THE PROBLEM:
Carry on the purchase order terms below from the point where they stop, leaving the listing that follows them aside.

Notwithstanding the others terms of the Purchase Order, no release nor indemnity will apply in favour of a Party in the event of “Gross Negligence” (meaning a negligent act or omission that constitutes a marked and flagrant departure from the conduct a reasonable person would adopt, acting in circumstances known at the time of the act or omission) or “Wilful Misconduct” (meaning an intentional act or omission that a reasonable person knew, or ought to have known, would likely have serious and harmful consequences) of any indemnified Party.
 

12) Termination For Convenience
Purchase Order may be terminated by Purchaser for its convenience without cause. Purchaser shall provide written Notice to this effect, stipulating in the Notice, the effective date of termination. Supplier shall cease performance of the Purchase Order upon the specified effective date of termination. Supplier shall be entitled to the value of work performed in accordance with the Purchase Order to the effective date of termination, together with such other payments and fees as are set out in the Purchase Order and such other costs the Supplier incurs putting the termination for convenience in to effect for example cancellation costs of other suppliers to Supplier.


13) Termination For Cause
Either Party may immediately terminate the Purchase Order by Notice to the other Party (the “Defaulter”), if (a) Defaulter breaches a material term; (b) Defaulter becomes insolvent; (c) a bankruptcy, receiving order or winding up resolution is filed or made against Defaulter; (d) Defaulter ceases to carry on business in the ordinary course; or (e) a creditor takes possession of any of Defaulter’s property. Defaulter shall provide Notice to the non-defaulting Party as soon as possible after any of the above noted events occurs. The rights and remedies provided in this Article are in
addition to the rights and remedies provided by Governing Law or under any other provision of the Purchase Order. Upon termination for cause, the Parties shall meet within fourteen (14) calendar days of the termination for cause Notice and agree what amounts are due and owing to each other. Such amounts shall be paid within sixty (60) calendar days of the termination for cause Notice.
 

14) Force Majeure
A Party shall be excused from its obligations under this Purchase Order to the extent performance is delayed or prevented by an “Event of Force Majeure”. An Event of Force Majeure means an event beyond the control of the Parties, which prevents a Party from complying with any of its obligations under the Purchase Order, including but not limited to: Act of God (such as, but not limited to, fires, explosions, earthquakes, drought, tidal waves and floods; War, hostilities (whether war is declared or not), invasion, act of foreign enemies or embargo; Rebellion, revolution, insurrection or military or usurped power, or civil war; Contamination by radio-activity from any nuclear fuel or nuclear waste; Riot, commotion, go slows, lock-outs or disorder, unless solely restricted to employees of Supplier; and Acts or threats of terrorism.
A Party wishing to invoke this Article shall notify the other Party promptly in writing. A Party invoking this Article shall employ all reasonable means to minimize the consequences to the other Party and to rectify or terminate the Event of Force Majeure or its consequences. The Parties agree that compliance with the requirements of Governing Law, the financial difficulties of a Party, and mechanical or electronic failures shall not be considered an Event of Force Majeure.

MATERIAL PROVIDED:
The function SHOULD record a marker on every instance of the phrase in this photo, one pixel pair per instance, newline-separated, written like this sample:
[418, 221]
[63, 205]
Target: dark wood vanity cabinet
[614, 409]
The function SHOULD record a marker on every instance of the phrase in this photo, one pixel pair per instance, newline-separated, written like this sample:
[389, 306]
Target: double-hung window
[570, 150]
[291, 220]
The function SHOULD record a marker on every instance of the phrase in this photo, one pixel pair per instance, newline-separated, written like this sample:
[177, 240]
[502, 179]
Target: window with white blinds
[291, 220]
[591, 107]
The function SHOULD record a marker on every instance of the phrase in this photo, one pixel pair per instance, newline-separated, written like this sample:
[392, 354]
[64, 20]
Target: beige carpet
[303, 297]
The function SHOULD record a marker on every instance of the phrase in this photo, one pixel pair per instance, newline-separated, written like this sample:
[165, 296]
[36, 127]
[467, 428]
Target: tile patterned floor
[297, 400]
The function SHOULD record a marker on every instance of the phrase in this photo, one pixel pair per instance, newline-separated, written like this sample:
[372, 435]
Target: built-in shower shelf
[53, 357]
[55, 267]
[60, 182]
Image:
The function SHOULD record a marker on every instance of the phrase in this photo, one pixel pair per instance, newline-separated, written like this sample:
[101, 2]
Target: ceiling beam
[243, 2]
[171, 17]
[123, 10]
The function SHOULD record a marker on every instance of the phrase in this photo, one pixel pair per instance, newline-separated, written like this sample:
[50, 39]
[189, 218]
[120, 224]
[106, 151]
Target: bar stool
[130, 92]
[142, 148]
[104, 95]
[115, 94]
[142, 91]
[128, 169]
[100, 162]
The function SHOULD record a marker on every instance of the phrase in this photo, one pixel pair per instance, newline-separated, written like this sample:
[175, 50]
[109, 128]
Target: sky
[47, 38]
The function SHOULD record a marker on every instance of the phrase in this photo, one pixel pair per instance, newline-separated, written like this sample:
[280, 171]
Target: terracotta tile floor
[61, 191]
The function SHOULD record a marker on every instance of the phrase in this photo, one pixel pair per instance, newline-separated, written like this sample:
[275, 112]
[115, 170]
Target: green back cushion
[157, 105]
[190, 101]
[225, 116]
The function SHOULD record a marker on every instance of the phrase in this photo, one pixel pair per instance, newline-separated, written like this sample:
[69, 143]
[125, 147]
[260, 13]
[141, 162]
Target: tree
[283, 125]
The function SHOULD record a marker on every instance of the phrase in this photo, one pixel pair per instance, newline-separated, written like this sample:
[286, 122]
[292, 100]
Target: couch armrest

ANSWER TO THE PROBLEM:
15) Dispute Resolution
Any and all controversies, disputes or claims arising out of or in any way relating to this Purchase Order (the “Dispute”) shall be resolved pursuant to this Article. The Parties shall make all reasonable efforts to resolve all Disputes by negotiation and agree to provide, without prejudice, open and timely disclosure of relevant facts, information and documents to facilitate such negotiations.
Prior to the initiation of any legal proceedings to resolve a Dispute, the aggrieved Party shall give written Notice of the Dispute to the other Party (the “Notice of Dispute”) and thereafter the Parties shall promptly meet to resolve the Dispute. If the Dispute is not resolved within thirty (30) calendar days of such Notice of Dispute, then the Dispute may be submitted to binding arbitration conducted on a confidential basis pursuant to the Arbitration Act – Alberta (the “Arbitration”). The place of arbitration shall be Calgary, Alberta. The selection of an arbitrator for the Arbitration shall occur by mutual agreement of the Parties at a meeting no later than fourteen (14) calendar days following receipt of the Notice of Dispute. Should the Parties be unable to agree on the selection of the arbitrator following this meeting, an arbitrator shall be selected by a justice of the Court of Queen’s Bench of Alberta upon application of one of the Parties. The arbitrator shall be experienced in the subject matter of the Dispute.
The language to be used in the arbitral proceedings shall be English and the arbitral award shall be in writing and provide an explanation for all conclusions of law and fact. The arbitral award shall provide an assessment of costs, expenses and reasonable attorneys’ fees. The arbitral award may be confirmed in a court of competent jurisdiction.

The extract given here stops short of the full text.